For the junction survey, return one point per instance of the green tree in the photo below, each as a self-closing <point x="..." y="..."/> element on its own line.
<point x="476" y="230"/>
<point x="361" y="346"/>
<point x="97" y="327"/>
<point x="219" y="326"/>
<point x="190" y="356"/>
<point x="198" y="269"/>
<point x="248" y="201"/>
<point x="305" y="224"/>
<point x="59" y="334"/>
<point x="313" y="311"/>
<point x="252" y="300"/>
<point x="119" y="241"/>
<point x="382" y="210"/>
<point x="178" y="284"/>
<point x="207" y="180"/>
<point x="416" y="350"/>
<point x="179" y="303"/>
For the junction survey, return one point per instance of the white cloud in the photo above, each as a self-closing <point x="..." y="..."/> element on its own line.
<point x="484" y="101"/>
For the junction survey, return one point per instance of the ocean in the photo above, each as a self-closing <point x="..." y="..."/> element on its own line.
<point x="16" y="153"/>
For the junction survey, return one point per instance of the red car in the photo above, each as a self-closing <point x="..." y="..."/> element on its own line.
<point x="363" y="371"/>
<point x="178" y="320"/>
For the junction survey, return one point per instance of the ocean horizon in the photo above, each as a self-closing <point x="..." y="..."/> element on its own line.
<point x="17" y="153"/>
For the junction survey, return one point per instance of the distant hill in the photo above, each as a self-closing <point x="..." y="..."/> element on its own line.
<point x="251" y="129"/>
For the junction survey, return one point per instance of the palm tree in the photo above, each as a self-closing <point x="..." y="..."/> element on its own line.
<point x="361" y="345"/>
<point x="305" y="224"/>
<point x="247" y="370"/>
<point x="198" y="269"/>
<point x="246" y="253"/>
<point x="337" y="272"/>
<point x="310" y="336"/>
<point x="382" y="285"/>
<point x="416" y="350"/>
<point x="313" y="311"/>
════════
• **What the task asks**
Please return exactly the lines that run from the line with "of the distant" through the end of the records above, both included, and nothing more.

• **Task result**
For the junction survey, return one point per instance of the distant hill in the photo above, each as a self-closing <point x="..." y="..."/> element on its own line.
<point x="251" y="129"/>
For the junction survey, return one point per instance of the palm tree in the photo above, each as a self-closing <point x="..." y="..."/> element on its own line.
<point x="361" y="345"/>
<point x="305" y="224"/>
<point x="247" y="370"/>
<point x="198" y="269"/>
<point x="246" y="253"/>
<point x="337" y="272"/>
<point x="310" y="336"/>
<point x="382" y="285"/>
<point x="416" y="350"/>
<point x="313" y="311"/>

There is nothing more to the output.